*** SECÇÃO DO DOCUMENTO ***
É preciso recordar ao inefável Mestre Virgílio que os
subscritores só avançaram com a referida Acção Popular após terem verificado uma
incrível inacção das autoridades “competentes”, perante factos públicos e
notórios. Uma vergonha absoluta, em qualquer país minimamente civilizado.
Cabo Verde, com efeito, está a transformar-se numa vulgar
Republiqueta das bananas, uma “democracia de fachada”, onde certos nababos (e os
respectivos compadres) cometem crimes graves e nunca são responsabilizados. A
corrupção está a ganhar terreno.
Ao contrário da venerável “esperteza” do doutor Virgílio,
os subscritores da Petição, cidadãos deste país, conscientes dos seus deveres,
acharam por bem lutar contra essa pouca-vergonha, que mancha sobremaneira a
imagem da nossa democracia. Afinal, estamos num Estado de Direito, onde todos
são iguais perante a lei.
Aquele que tiver a pretensão de violar os valores centrais
da República e da Justiça é um déspota e não merece honrarias nem aplausos.
É estranho que o senhor Virgílio não tenha levantado a sua
voz contra esse lamentável “statu quo”, uma autêntica “podridão administrativa”,
e esteja, agora, a batalhar contra aqueles que ousam, justamente, defender a
Constituição (a “reserva da justiça”, no dizer do constitucionalista Gomes
Canotilho), a igualdade e o primado da lei!
Há, na realidade, ensinava um sábio jusfilósofo, dois tipos
de Juristas: há aqueles que trabalham pela Justiça; mas há outros que só pensam
nos juros, no doce pecúlio!
E, por isso, bajulam, rastejam, reclamam a “prescrição” dos
crimes, na ânsia de agradar “O Príncipe”. Cada qual escolhe o seu caminho. Da
minha parte, só peço que ninguém me obrigue a legitimar a corrupção e o crime de
colarinho branco. Não contem comigo.
Os subscritores da Acção Popular seguiram, sim, a via
apropriada para defender o Estatuto dos Titulares de Cargos Públicos (ETCP). A
confusão virgiliana é, nesse ponto, tão primária que nem merece um comentário.
Só uma pergunta. Então Sua Excelência José Maria Neves, usando a sua condição de
Primeiro-Ministro, abusa do poder, comete um Crime de Responsabilidade, e mesmo
assim “não infringiu” o Estatuto de governante? É isso?!
***
● AS SUAS INSTRUÇÕES:
Continue o artigo de opinião sobre a Acção Popular em Cabo Verde a partir da sua última frase.
*** REGISTOS LISTADOS ***
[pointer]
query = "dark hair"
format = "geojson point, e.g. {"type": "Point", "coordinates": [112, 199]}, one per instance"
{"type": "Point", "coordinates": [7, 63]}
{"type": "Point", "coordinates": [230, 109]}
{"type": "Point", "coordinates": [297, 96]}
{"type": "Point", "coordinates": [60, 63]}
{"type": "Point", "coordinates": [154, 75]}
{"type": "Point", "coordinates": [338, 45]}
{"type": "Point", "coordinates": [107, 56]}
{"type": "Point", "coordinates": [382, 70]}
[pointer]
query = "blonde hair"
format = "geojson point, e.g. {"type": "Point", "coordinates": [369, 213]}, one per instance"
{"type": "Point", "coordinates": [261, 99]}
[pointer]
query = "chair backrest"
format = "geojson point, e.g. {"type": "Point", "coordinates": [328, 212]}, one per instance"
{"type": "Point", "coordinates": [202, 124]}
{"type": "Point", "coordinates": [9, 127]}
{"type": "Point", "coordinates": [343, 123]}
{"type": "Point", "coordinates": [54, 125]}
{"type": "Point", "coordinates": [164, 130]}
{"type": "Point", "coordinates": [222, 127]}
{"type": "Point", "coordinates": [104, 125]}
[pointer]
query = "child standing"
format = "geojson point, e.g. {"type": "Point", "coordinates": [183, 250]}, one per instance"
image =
***
● RESULTADO DESTA TAREFA:
Ora, uma criança de sete anos consegue perceber,
intuitivamente, o que o doutor Virgílio, com o seu prodigioso “saber”, vai
levar, certamente, algum tempo para compreender! É da mais elementar evidência
que José Maria Neves, no dia 22 de Janeiro de 2006, atentou, aliás gravemente,
contra o ETCP. Por vezes, reconheço, é difícil levar um Mestre a entrar nos
caminhos da Justiça…
Mais facilmente um camelo entraria no fundo de uma agulha!
Quanto à questão da “prescrição”: é repugnante imaginar,
como imagina o Virgílio, que um Crime de Responsabilidade, cometido por um alto
governante deste país, “prescreva” num prazo tão curto. A IMPUNIDADE faria
escola em Cabo Verde! Cenário dantesco...
Salvo o devido respeito, o Virgílio Brandão está a fazer
uma terrível confusão. A suposta “prescrição” de que ele fala é, na verdade”, a
prescrição do direito de queixa relativamente a um crime particular.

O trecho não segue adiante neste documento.